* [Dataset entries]

# # # # # # #

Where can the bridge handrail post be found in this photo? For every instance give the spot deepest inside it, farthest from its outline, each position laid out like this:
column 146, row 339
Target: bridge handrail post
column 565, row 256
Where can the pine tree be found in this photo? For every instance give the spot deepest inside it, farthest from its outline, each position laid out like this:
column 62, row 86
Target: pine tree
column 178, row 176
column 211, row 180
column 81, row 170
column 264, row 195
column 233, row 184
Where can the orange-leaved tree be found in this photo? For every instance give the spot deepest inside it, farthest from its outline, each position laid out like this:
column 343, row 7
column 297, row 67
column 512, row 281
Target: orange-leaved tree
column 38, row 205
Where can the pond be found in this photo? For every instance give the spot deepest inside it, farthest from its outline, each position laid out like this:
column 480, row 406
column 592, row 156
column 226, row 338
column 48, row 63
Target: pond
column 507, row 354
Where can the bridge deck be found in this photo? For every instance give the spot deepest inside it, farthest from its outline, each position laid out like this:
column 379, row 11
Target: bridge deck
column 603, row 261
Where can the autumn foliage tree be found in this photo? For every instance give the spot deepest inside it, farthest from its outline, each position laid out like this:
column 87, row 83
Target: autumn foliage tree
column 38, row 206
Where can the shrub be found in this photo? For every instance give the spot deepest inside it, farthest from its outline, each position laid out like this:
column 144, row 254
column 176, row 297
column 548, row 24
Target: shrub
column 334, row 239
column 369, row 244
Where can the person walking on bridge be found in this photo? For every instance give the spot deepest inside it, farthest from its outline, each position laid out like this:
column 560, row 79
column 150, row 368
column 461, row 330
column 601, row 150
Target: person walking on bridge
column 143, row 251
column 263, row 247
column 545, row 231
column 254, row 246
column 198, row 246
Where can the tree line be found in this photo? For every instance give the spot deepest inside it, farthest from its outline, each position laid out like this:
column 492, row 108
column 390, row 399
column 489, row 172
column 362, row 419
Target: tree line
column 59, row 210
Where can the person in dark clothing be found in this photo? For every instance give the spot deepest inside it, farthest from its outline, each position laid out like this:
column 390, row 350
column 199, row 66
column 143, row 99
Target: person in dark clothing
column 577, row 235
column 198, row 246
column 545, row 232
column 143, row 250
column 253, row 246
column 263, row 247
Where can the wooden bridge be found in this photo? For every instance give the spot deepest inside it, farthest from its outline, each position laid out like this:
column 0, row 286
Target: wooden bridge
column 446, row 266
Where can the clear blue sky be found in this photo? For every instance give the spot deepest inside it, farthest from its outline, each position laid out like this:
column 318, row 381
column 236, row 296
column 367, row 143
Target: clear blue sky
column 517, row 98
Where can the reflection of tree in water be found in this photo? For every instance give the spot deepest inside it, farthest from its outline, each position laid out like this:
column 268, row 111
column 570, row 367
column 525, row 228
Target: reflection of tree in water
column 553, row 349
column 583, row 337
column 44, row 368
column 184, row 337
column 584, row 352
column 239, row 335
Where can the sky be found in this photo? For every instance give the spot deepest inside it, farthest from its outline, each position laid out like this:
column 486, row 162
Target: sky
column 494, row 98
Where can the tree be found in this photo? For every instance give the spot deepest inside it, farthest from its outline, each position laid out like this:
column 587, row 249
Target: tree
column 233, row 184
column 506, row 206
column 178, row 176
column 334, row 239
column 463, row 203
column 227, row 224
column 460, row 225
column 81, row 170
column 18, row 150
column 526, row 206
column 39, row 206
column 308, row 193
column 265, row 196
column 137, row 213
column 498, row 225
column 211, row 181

# # # # # # #

* [INSTRUCTIONS TO FOLLOW]
From the entries above, return exactly the line containing "Where can the person walking", the line containing "column 601, row 150", and all lines between, and nothing else.

* [COMPLETED EXERCISE]
Where can the person walking on bridge be found in this photo? For every instance give the spot deepest inside it, farthest from its outline, each position laid out like this:
column 560, row 79
column 150, row 368
column 461, row 330
column 601, row 150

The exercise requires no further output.